• **Short problem**:
Could you print all the entries exactly?

• **Records to process**:

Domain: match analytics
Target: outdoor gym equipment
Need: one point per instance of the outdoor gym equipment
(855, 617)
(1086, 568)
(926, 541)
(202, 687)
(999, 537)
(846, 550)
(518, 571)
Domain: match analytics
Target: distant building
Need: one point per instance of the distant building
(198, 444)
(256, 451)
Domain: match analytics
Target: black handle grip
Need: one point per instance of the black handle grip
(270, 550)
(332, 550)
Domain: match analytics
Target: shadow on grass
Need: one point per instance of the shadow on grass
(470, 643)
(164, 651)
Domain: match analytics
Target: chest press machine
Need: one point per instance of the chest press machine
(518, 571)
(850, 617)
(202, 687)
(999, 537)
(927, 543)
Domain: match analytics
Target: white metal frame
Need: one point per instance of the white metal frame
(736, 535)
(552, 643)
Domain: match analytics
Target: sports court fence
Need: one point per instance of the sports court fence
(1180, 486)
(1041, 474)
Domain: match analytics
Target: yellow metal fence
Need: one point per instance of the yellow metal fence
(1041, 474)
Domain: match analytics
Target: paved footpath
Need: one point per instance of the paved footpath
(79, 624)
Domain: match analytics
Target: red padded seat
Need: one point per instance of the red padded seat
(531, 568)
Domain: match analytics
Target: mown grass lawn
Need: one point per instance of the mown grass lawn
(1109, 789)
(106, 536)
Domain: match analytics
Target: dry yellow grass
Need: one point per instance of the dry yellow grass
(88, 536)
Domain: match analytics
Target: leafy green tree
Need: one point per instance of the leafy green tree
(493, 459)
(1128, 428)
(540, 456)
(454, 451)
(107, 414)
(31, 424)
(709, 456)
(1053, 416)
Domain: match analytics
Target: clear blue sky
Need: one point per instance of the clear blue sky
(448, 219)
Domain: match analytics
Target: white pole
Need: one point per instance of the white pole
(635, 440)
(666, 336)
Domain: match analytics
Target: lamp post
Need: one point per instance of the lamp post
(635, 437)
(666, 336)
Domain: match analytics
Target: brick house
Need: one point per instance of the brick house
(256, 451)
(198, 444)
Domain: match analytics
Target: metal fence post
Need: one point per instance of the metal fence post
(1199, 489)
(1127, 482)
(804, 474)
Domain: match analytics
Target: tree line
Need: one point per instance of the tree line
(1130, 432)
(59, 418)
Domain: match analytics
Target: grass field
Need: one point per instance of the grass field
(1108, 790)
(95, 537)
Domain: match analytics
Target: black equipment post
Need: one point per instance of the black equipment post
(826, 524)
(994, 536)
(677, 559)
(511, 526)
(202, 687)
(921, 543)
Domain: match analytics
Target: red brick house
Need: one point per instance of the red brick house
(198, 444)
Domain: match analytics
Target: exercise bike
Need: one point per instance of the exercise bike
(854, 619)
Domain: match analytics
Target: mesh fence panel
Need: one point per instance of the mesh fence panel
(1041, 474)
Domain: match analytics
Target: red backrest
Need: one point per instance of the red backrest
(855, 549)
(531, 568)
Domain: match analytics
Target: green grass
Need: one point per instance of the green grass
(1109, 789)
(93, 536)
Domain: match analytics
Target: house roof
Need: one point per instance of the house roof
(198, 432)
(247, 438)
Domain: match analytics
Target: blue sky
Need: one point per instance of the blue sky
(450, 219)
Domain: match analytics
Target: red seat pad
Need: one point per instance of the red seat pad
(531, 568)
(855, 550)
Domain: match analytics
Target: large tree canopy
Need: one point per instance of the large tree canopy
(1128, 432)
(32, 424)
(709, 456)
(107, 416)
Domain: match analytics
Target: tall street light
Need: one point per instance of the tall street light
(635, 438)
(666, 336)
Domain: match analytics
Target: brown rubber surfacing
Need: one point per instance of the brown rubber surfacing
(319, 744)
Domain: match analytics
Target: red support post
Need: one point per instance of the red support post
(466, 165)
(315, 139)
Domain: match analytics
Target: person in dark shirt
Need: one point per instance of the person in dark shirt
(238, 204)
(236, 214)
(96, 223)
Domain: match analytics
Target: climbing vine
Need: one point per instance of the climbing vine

• **Task answer**:
Domain: match analytics
Target: outdoor gym equipment
Need: one point per instance of the outdoor gym equipment
(855, 617)
(1086, 568)
(926, 541)
(202, 687)
(999, 537)
(846, 550)
(518, 571)
Domain: match analytics
Target: distant building
Need: one point per instance of the distant building
(198, 444)
(256, 451)
Domain: match analytics
Target: black handle grip
Need: one point per instance of the black handle grip
(270, 550)
(332, 550)
Domain: match analytics
Target: shadow on grass
Need: one point per instance of the shadow on grass
(470, 643)
(164, 651)
Domain: match analytics
Target: chest press machine
Need: one point per instance of the chest press machine
(518, 571)
(850, 617)
(202, 687)
(999, 537)
(927, 543)
Domain: match analytics
Target: white metal frame
Need: one point per instance of the white metal frame
(736, 535)
(552, 643)
Domain: match analytics
Target: sports court fence
Need: one point per instance of the sports court fence
(1180, 486)
(1041, 474)
Domain: match analytics
Target: yellow metal fence
Need: one point per instance of the yellow metal fence
(1041, 474)
Domain: match analytics
Target: paved footpath
Need: one point per instance of the paved footpath
(79, 624)
Domain: match analytics
Target: red padded seat
Need: one point per instance of the red padded seat
(531, 568)
Domain: match analytics
Target: mown grass lawn
Need: one point per instance of the mown grass lawn
(1109, 789)
(106, 536)
Domain: match analytics
Target: dry yellow grass
Need: one point per instance of the dry yellow grass
(88, 536)
Domain: match analytics
Target: leafy green tree
Need: one point per instance of the leafy green tree
(493, 459)
(1128, 428)
(540, 456)
(454, 451)
(107, 414)
(31, 424)
(709, 456)
(1053, 416)
Domain: match analytics
Target: clear blue sky
Need: one point per instance of the clear blue sky
(448, 219)
Domain: match analytics
Target: white pole
Need: one point per instance of the white pole
(635, 440)
(666, 336)
Domain: match analytics
Target: lamp post
Need: one point per instance of the lamp post
(635, 437)
(666, 336)
Domain: match analytics
Target: brick house
Need: one point per instance of the brick house
(256, 451)
(198, 444)
Domain: match analytics
Target: metal fence post
Need: one point per instance of the metal fence post
(1199, 489)
(1127, 482)
(804, 474)
Domain: match analytics
Target: tree line
Need: one point per instance of the tree line
(1130, 432)
(59, 418)
Domain: match analytics
Target: grass field
Need: one point per instance of the grass field
(1108, 790)
(95, 537)
Domain: match analytics
Target: black equipment post
Need: one point per instance of the black equipment post
(826, 524)
(994, 536)
(677, 559)
(511, 526)
(202, 687)
(921, 543)
Domain: match analytics
Target: red brick house
Need: one point per instance of the red brick house
(198, 444)
Domain: match analytics
Target: exercise bike
Need: one point per instance of the exercise bike
(854, 619)
Domain: match analytics
Target: mesh fence panel
Need: one point per instance of the mesh fence panel
(1041, 474)
Domain: match analytics
Target: red backrest
Need: one point per instance of the red backrest
(855, 549)
(531, 568)
Domain: match analytics
Target: green grass
Need: one point per instance of the green grass
(1109, 789)
(93, 536)
Domain: match analytics
Target: house roof
Need: one point per instance of the house roof
(198, 432)
(247, 438)
Domain: match analytics
Target: blue sky
Need: one point per instance of the blue sky
(450, 219)
Domain: match analytics
Target: red seat pad
Need: one point per instance of the red seat pad
(531, 568)
(855, 550)
Domain: match analytics
Target: large tree canopy
Need: one point per instance of the large tree canopy
(1128, 432)
(32, 424)
(709, 456)
(107, 416)
Domain: match analytics
Target: tall street light
Need: one point per instance of the tall street light
(635, 438)
(666, 336)
Domain: match analytics
Target: brown rubber surfacing
Need: one point per instance of the brown rubber surfacing
(319, 744)
Domain: match analytics
Target: red support post
Need: one point per instance of the red support post
(466, 165)
(315, 139)
Domain: match analytics
Target: person in dark shirt
Need: one point per instance of the person in dark shirt
(238, 204)
(236, 214)
(96, 223)
Domain: match analytics
Target: climbing vine
Need: one point per instance of the climbing vine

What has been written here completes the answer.